Mountain West Conference tournament champions

Eugene Regional, 1-2
- Conference: Mountain West Conference
- Record: 31-28 (15-9 MW)
- Head coach: Nathan Choate (3rd season);
- Assistant coaches: Tommy Richards; Eric Hutting; Dan Bower;
- Home stadium: Bailey-Brayton Field

= 2026 Washington State Cougars baseball team =

2026 season of Washington State University baseball team

The 2026 Washington State Cougars baseball team represented Washington State University during the 2026 NCAA Division I baseball season. The Cougars play their home games at Bailey-Brayton Field. Washington State entered this season seeking to improve upon their last place finish in the Mountain West conference in the prior season.

The Cougars found a more consistent identity, especially in conference play. They would earn a 2-seed in the Mountain West tournament, and would go on to win it by beating future Pac-12 rival San Diego State. By securing an automatic bid to the 2026 NCAA Division I baseball tournament, the team had broken a 16-year postseason drought. They were seeded third in the Eugene regional alongside former Pac-12 rival Oregon, current Pac-12 rival Oregon State, and Yale. The Cougars would go on to beat Oregon State in the first game, and lose to Oregon and Oregon State in their second and third games, respectively.

DO THIS —
Reproduce verbatim the stretch of the article on the 2026 Washington State Cougars baseball team from "The 2026 Washington" through "the prior season.".

DATA BLOCK —

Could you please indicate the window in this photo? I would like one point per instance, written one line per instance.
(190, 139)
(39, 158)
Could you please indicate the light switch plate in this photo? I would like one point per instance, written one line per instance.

EXPECTED ANSWER —
The 2026 Washington State Cougars baseball team represented Washington State University during the 2026 NCAA Division I baseball season. The Cougars play their home games at Bailey-Brayton Field. Washington State entered this season seeking to improve upon their last place finish in the Mountain West conference in the prior season.